◆ How to complete this task
Pick out all lines with the word "query" from the records that follow.

◆ Provided records
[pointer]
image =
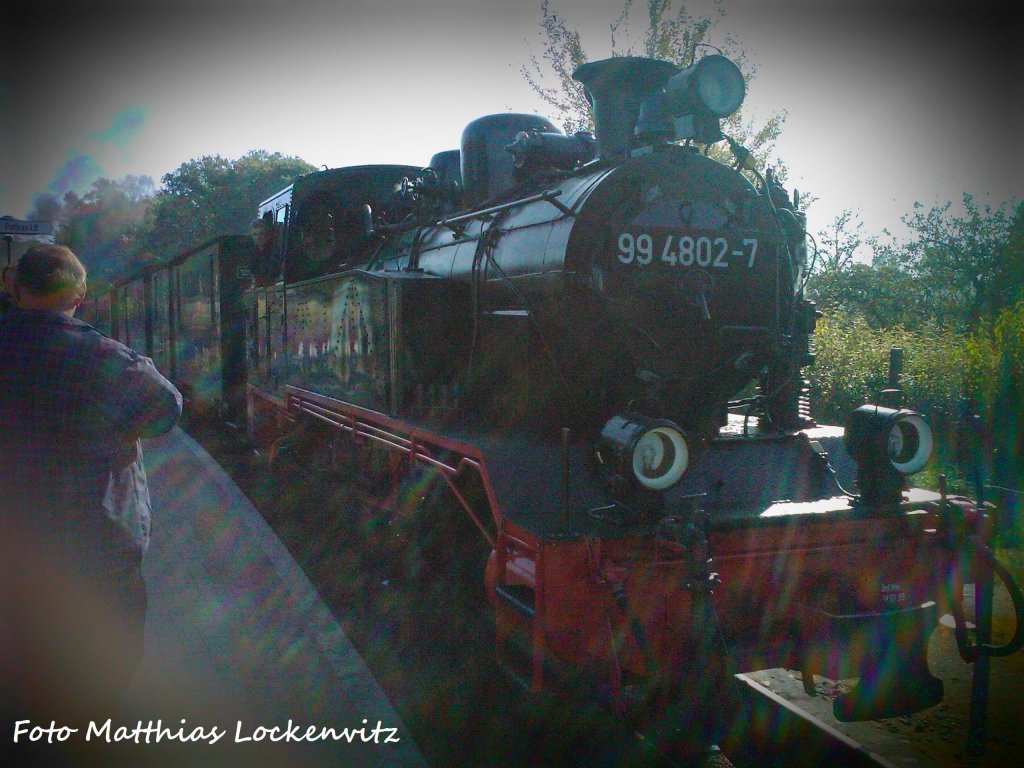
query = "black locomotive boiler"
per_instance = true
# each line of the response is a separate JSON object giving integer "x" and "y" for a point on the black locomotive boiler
==
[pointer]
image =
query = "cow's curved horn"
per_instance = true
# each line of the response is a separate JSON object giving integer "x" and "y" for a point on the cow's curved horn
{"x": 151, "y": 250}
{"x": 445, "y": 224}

◆ Result of this exercise
query = "black locomotive boiler"
query = "cow's curved horn"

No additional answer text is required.